### Text provided
Share

Why We Resent Insurance—And Why We Still Need It

Published Date: 05/07/2024

When it comes to money, few topics trigger more frustration than insurance. We don’t like paying for it, we don’t like being told we have to buy it, and we certainly don’t like watching premiums rise year after year.



Yet when disaster strikes—a car crash, a house fire, or a medical emergency—insurance becomes the one thing standing between financial stability and financial ruin.


So why do we resent something that protects us? And how can we shift that frustration into smarter financial thinking?


Insurance expert Karl Susman, host of The Insurance Hour, tackles this emotional conflict directly, explaining why our resentment toward mandatory coverage is both understandable—and often misplaced.


The Psychology of Being “Forced”

At the heart of insurance resentment is a simple human emotion: nobody likes being forced to do anything.


“Being forced to do something is probably on my top ten list of least favorite things,” Susman says. “It doesn’t matter if it’s good for me—I don’t want it forced on me.”


Yet much of modern life involves mandatory insurance:


  • Homeowners insurance is required if you have a mortgage.
  • Auto insurance is required by law to drive.
  • Health insurance, while not always legally required, is financially unavoidable for most people.


These requirements exist to prevent financial chaos for individuals, lenders, and society. But psychologically, the loss of choice triggers resistance. We associate freedom with autonomy—so when autonomy disappears, even smart decisions feel imposed.


Insurance as a Condition of Borrowing

Buying a home is one of the clearest examples of how insurance becomes “mandatory.”


When a lender loans you hundreds of thousands of dollars, they want their collateral—your house—protected. If the home burns down without insurance, their investment is lost. So fire insurance is required for as long as the mortgage exists.


From the homeowner’s perspective, it feels like coercion. From the lender’s perspective, it’s basic financial prudence.


The same rule applies to car loans. Until the vehicle is paid off, the bank technically owns it. If it’s totaled, they still expect repayment. That’s why lenders require comprehensive and collision coverage and may even dictate deductible limits.


It isn’t personal. It’s structural. Insurance is simply the cost of borrowing large sums of money.


Health Insurance: A Soft Mandate With Hard Consequences

Health insurance is often viewed as optional—until you actually need medical care.


“If you get sick or injured, you can go to the hospital—insured or not,” Susman points out. “But that bill? You’ll still have to pay it.”


Without insurance, medical costs can quickly hit bankruptcy-level numbers. A single hospital stay, surgery, or major diagnosis can create six-figure debt, especially for uninsured patients who lack access to negotiated rates.


Even when insurance isn’t legally required, the financial pressure makes it a practical necessity. You either pay predictable premiums or risk catastrophic, unpredictable costs later.

### Data extracts
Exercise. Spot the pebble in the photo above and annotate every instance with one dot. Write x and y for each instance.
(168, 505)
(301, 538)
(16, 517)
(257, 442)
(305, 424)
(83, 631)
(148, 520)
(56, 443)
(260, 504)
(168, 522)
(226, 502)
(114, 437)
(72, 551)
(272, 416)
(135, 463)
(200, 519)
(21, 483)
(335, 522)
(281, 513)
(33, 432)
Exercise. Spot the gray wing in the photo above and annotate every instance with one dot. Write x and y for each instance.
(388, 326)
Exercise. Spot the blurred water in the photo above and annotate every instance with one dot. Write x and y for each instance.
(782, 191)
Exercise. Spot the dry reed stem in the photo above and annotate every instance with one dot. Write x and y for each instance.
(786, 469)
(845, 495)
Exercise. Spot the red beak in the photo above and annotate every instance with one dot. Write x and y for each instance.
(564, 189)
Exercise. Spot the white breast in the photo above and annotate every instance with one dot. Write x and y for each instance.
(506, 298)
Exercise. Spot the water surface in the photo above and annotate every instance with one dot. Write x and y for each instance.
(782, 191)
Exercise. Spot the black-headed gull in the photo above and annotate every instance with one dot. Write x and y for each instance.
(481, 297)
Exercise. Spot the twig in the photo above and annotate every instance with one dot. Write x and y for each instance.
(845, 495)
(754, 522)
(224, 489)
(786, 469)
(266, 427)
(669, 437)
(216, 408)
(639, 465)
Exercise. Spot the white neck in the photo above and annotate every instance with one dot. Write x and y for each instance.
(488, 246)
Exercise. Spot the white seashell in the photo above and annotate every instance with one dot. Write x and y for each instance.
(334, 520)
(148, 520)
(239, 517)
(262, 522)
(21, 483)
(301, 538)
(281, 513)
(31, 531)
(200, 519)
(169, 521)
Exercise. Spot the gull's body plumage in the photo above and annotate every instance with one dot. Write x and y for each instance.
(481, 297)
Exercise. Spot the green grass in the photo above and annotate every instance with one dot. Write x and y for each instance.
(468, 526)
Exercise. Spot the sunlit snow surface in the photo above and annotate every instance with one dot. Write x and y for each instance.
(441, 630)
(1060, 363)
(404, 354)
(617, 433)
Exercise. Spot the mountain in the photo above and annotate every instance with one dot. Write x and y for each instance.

### Work request
Copy everything in the insurance article from "When a lender" down to "basic financial prudence.", substituting "security" for "collateral". The material has no connection to the insurance article.

### The completed task
When a lender loans you hundreds of thousands of dollars, they want their security—your house—protected. If the home burns down without insurance, their investment is lost. So fire insurance is required for as long as the mortgage exists.


From the homeowner’s perspective, it feels like coercion. From the lender’s perspective, it’s basic financial prudence.